• STATED EXERCISE
Update the GTX 660 Ti versus Radeon 7950 thread, starting at "I thought I" and ending at "2GB GTX660Ti ?", so that "firmware" stands in place of "driver".

• SELECTED PASSAGE
# GTX 660 Ti or Radeon 7950



## HorrayforPeePee (Dec 23, 2012)

Hey guys, I am looking to upgrade my 
current Old rig
. I have been looking
 at the 660ti for a while, mostly as
 I want a bang for buck card that I
 am not spending over 25k for.
I thought I might buy myself a
 present this Christmas  and pick up one a new card so started looking at the
 price and found that the 7950
 and the 660ti are almost the same
 price. (actually the 7950 is
 cheaper) So from what I have read there
was a new driver that boosted 
the performance of the 7950s a
bit so they now outperform the
660ti's. The benchmark reviews
 seem to all be outdated. That and there has also been a price drop which might
be good. For the money and performance in December 2012 what is the best choice? 3GB 7950 OC or the 2GB GTX660Ti ?


----------



## ico (Dec 23, 2012)

HD 7950 3GB OC is the better bet.

It is well faster than GTX 660 Ti after Catalyst 12.11 beta.


----------



## HorrayforPeePee (Dec 23, 2012)

whats difference between Radeon 7950 OC and Ghz edition ?


----------



## Myth (Dec 24, 2012)

Ghz editions have a core clock >= 1ghz


----------



## HorrayforPeePee (Dec 25, 2012)

is sapphire better or MSI?


----------



## Skud (Dec 25, 2012)

Pricewise, Sapphire is better atm.


----------



## HorrayforPeePee (Dec 25, 2012)

what is the price of OC and vapour x version?


----------



## Skud (Dec 25, 2012)

Should be around 23-25k.


----------



## Myth (Dec 25, 2012)

Take this from Vedant,Kolkata. 
SAPPHIRE HD 7950 VAPOR-X OC WITH BOOST
Mention TDF.


----------



## HorrayforPeePee (Dec 25, 2012)

i'm living in Mumbai 
pls give me dealer from same city


----------



## ico (Dec 25, 2012)

^ PrimeABGB.


----------



## HorrayforPeePee (Dec 26, 2012)

well at 1st I was going with Radeon 6870 then after reading reviews here and there I suddenly changed my mind to GTX 560 ti then Radeon 7870 and then GTX 660 ti, I have made up my mind not to fluctuate more and would like to get a GPU at fixed 25K not more than This


----------



## ico (Dec 26, 2012)

• EXTRACTED DATA
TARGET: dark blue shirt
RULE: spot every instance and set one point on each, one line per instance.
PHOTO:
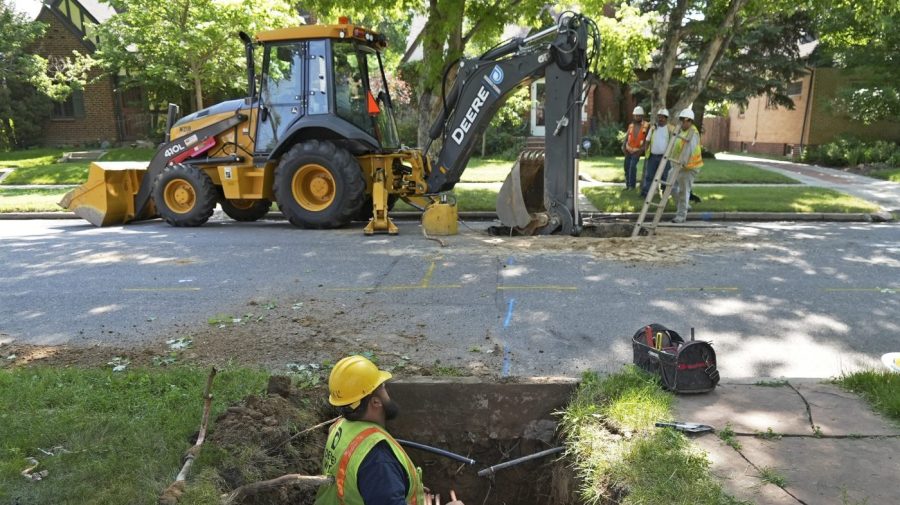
==
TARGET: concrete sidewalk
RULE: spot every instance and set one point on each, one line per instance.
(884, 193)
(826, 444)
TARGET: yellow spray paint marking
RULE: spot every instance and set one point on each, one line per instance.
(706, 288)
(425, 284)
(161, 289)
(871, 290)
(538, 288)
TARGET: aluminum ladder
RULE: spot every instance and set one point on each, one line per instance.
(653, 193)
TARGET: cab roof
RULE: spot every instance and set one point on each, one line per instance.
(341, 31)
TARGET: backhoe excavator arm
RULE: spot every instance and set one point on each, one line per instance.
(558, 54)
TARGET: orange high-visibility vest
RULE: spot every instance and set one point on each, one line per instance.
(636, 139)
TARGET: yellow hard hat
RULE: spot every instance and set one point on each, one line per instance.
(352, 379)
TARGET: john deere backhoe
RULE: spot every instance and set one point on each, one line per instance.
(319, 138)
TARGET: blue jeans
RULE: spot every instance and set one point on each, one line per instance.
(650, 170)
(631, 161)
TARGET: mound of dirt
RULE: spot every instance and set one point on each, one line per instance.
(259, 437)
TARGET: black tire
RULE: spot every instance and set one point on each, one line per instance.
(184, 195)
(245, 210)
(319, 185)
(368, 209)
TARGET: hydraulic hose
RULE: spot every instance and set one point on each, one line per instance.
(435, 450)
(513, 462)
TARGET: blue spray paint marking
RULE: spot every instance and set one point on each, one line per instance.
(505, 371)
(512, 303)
--
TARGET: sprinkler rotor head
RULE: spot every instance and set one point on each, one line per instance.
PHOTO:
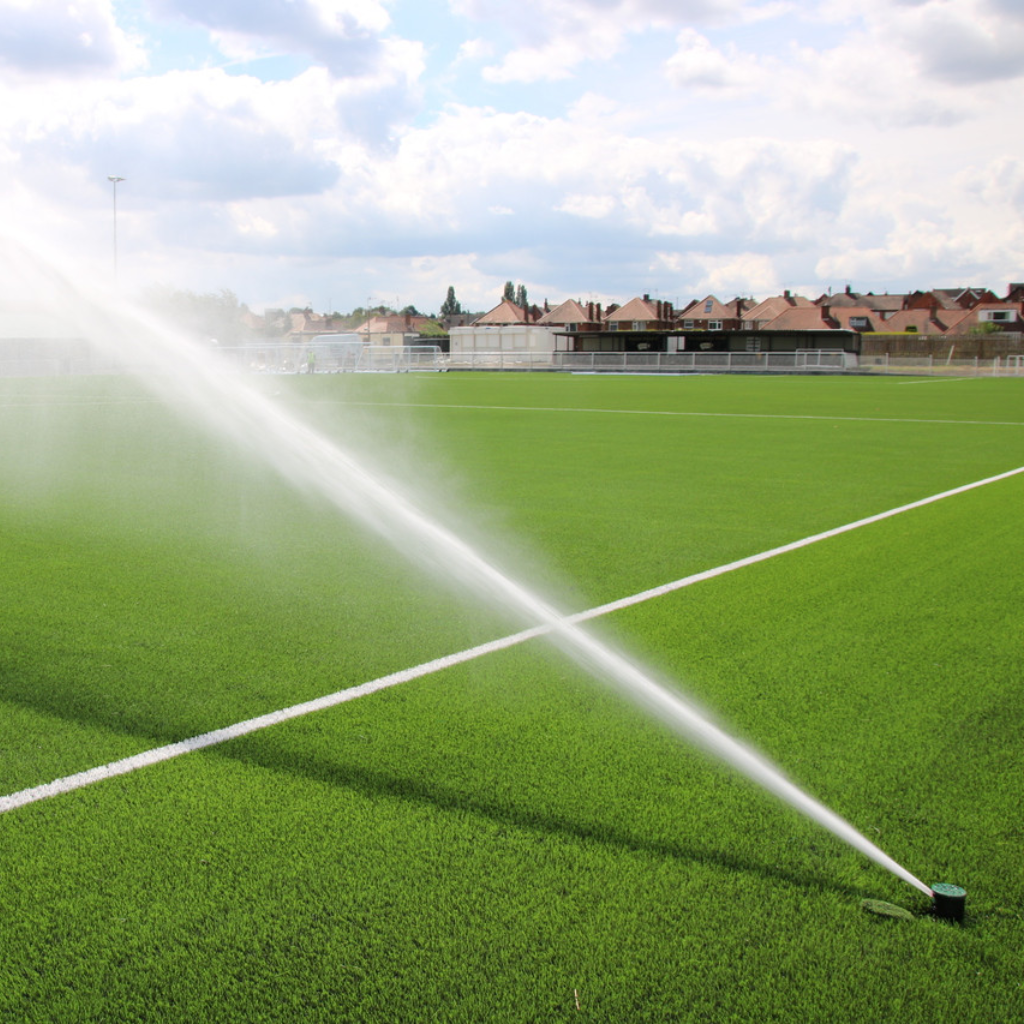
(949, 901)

• WRITTEN SOLUTION
I thought I might buy myself a
 present this Christmas  and pick up one a new card so started looking at the
 price and found that the 7950
 and the 660ti are almost the same
 price. (actually the 7950 is
 cheaper) So from what I have read there
was a new firmware that boosted 
the performance of the 7950s a
bit so they now outperform the
660ti's. The benchmark reviews
 seem to all be outdated. That and there has also been a price drop which might
be good. For the money and performance in December 2012 what is the best choice? 3GB 7950 OC or the 2GB GTX660Ti ?